## EXERCISE 1:
According to the Practical Lessons passage, why does detecting synchronization between coupled systems need an inverted alarm? Answer in one to three sentences.
## EXERCISE 2:
Retype everything in the Practical Lessons passage from "Binding can decrease." down to "poor implementation underperforms.", word for word.

Decision: GO for Pathways 2–4 (activation steering, topology-aware fine-tuning, topologically-informed distillation).

Full validation protocol and artifacts: topo-confidence/pathway1/.

Practical Lessons ¶

Key methodological takeaways from Experiments 10–14 (see individual coral_archive/*/SUMMARY.md for full details):

Pure TDA is not always enough. Cardiac arrhythmia detection achieves only AUROC ~ 0.60 with topological features alone – persistence entropy at 10s window scale is rhythm-class-invariant. Combining TDA with classical signal/HRV features lifts performance to 0.80. Always consider hybrid feature sets for real-world classification.
Adaptive beats uniform. Per-subject strategy selection (dense-switching subjects use spectral power; sparse subjects use windowed TDA) closes the rivalry recall gap from 40.6% to 100%. Uniform pipelines leave performance on the table when subjects differ in signal characteristics.
Binding can decrease. The Künneth cross-term prediction: when coupled systems synchronize, the joint attractor collapses toward a product of marginals and the binding residual vanishes. Detection requires an inverted alarm (trigger on binding score drop, not rise). Experiment 11 is the first direct experimental test.
Always validate with surrogates. Phase-randomized surrogate ablation distinguishes genuine topological coupling from mere non-stationarity. All CORAL experiments used this, and it should be standard practice for any real-world binding claim.
Implementation matters. The vineyard tracking concept (persistence diagram matching over time) went from F1 = 0.898 (Hungarian matching) to F1 = 1.0 (greedy top-K) with parameter tuning alone. Sound theory with poor implementation underperforms.

## EXTRACTED MATERIAL:
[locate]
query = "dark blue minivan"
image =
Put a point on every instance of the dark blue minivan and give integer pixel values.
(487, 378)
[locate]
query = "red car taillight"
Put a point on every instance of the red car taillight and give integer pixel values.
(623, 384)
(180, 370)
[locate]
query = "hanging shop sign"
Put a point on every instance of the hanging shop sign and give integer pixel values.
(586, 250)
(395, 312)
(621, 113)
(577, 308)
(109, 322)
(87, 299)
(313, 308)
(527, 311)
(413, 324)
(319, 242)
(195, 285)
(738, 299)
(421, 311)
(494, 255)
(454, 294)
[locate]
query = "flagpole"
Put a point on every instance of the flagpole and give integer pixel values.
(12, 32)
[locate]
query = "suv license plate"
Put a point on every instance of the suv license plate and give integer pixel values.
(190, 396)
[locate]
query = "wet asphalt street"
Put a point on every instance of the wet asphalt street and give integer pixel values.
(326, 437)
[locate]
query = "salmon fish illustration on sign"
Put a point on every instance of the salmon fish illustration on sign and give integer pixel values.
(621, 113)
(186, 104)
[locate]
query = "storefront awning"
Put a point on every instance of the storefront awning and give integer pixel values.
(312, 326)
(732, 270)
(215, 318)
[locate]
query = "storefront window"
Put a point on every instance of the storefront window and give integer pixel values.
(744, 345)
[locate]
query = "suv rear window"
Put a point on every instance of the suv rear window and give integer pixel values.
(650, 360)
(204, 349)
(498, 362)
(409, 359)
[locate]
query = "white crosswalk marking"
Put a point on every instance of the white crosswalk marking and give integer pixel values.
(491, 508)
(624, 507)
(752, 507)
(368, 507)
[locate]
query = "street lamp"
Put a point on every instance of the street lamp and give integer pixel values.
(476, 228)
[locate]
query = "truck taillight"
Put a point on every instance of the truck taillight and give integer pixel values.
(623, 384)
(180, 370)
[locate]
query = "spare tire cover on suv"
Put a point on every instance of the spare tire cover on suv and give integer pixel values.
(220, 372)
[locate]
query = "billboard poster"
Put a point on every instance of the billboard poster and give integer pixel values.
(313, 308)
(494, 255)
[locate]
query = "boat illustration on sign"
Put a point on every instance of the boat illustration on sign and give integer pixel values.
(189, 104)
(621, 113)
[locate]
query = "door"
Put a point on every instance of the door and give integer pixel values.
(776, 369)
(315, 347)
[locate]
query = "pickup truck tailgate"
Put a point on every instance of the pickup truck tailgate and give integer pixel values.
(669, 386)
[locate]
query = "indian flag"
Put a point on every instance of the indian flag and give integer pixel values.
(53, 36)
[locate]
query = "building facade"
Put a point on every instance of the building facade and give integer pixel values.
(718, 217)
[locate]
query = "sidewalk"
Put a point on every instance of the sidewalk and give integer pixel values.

## FINAL ANSWER 1:
When coupled systems synchronize, the joint attractor collapses toward a product of marginals and the binding residual vanishes. The binding score therefore drops rather than rises, so the alarm has to trigger on that drop.

## FINAL ANSWER 2:
Binding can decrease. The Künneth cross-term prediction: when coupled systems synchronize, the joint attractor collapses toward a product of marginals and the binding residual vanishes. Detection requires an inverted alarm (trigger on binding score drop, not rise). Experiment 11 is the first direct experimental test.
Always validate with surrogates. Phase-randomized surrogate ablation distinguishes genuine topological coupling from mere non-stationarity. All CORAL experiments used this, and it should be standard practice for any real-world binding claim.
Implementation matters. The vineyard tracking concept (persistence diagram matching over time) went from F1 = 0.898 (Hungarian matching) to F1 = 1.0 (greedy top-K) with parameter tuning alone. Sound theory with poor implementation underperforms.